= What you will do =
Count how many lines in the entries below contain the string "tree", and reply with that number alone.

= Information supplied =
........

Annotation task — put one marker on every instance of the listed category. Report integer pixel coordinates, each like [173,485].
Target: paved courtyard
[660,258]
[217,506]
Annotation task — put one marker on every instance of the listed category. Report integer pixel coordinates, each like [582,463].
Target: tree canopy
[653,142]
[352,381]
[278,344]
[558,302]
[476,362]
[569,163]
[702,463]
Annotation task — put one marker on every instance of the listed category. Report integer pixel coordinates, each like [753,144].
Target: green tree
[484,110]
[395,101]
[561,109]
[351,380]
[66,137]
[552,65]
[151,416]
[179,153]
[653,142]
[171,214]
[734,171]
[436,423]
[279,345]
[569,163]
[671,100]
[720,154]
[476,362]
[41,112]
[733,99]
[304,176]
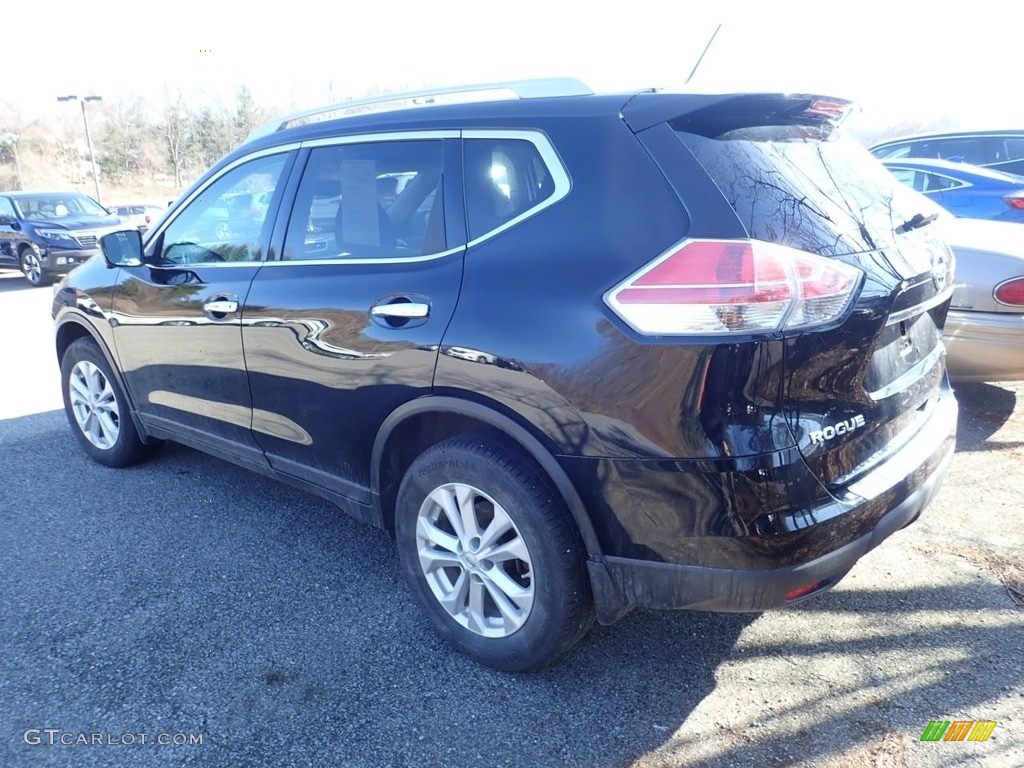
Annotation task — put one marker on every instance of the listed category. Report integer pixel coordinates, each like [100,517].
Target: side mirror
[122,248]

........

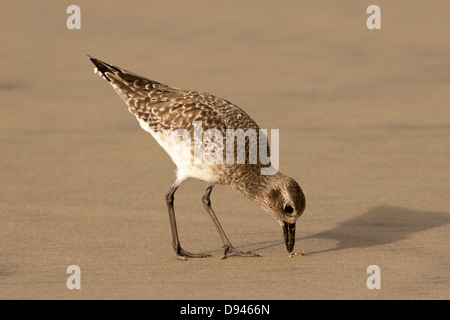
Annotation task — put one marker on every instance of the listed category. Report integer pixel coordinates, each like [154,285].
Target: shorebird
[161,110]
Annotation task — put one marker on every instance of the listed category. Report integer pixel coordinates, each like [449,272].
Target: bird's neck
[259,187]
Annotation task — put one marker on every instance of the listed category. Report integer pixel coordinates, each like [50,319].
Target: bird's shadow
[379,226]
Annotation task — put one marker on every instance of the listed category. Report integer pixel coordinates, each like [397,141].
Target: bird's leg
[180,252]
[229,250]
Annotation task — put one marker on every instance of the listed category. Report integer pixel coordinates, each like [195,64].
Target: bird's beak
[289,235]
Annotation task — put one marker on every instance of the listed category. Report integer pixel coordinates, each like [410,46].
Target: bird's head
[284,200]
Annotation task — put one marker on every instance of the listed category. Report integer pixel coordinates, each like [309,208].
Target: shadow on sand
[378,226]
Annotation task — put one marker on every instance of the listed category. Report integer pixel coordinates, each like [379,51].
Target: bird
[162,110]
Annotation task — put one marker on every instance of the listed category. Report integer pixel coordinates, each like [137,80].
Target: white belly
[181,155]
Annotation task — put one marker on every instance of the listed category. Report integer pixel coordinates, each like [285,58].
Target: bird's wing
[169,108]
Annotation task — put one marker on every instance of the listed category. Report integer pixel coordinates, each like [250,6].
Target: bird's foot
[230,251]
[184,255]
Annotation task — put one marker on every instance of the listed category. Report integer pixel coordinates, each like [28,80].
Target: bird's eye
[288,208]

........

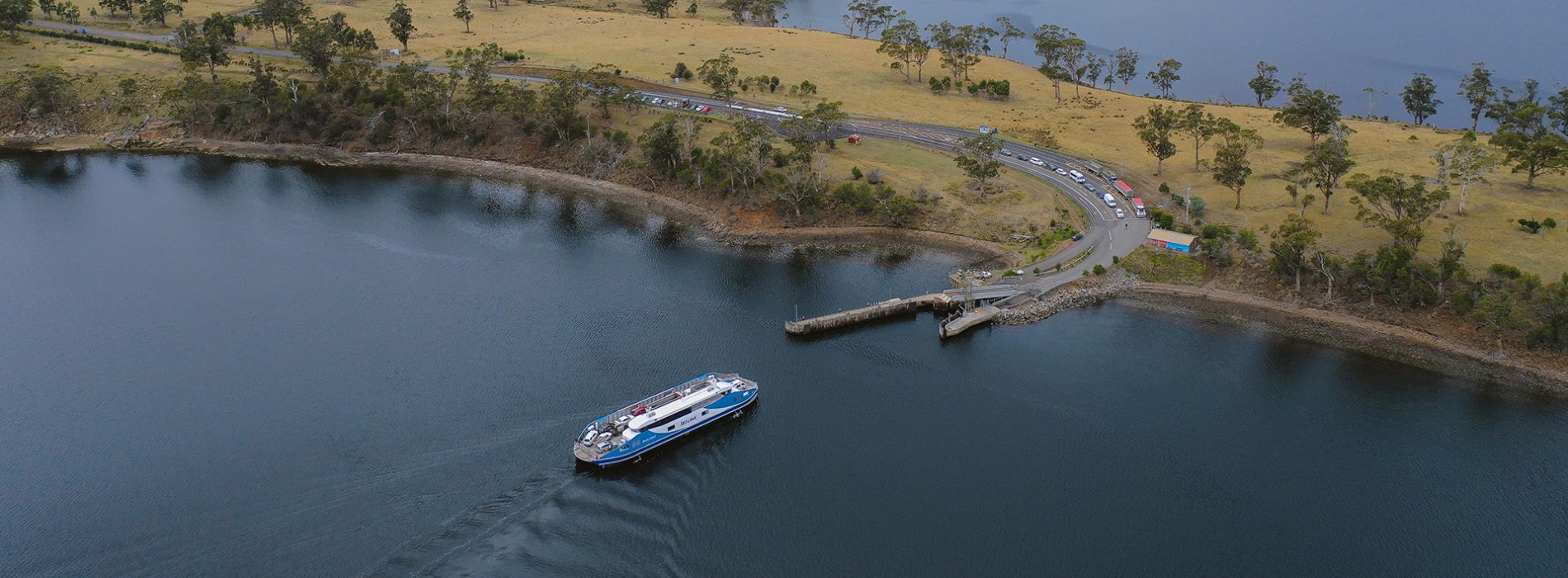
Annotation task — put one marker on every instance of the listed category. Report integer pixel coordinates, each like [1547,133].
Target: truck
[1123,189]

........

= The completed task =
2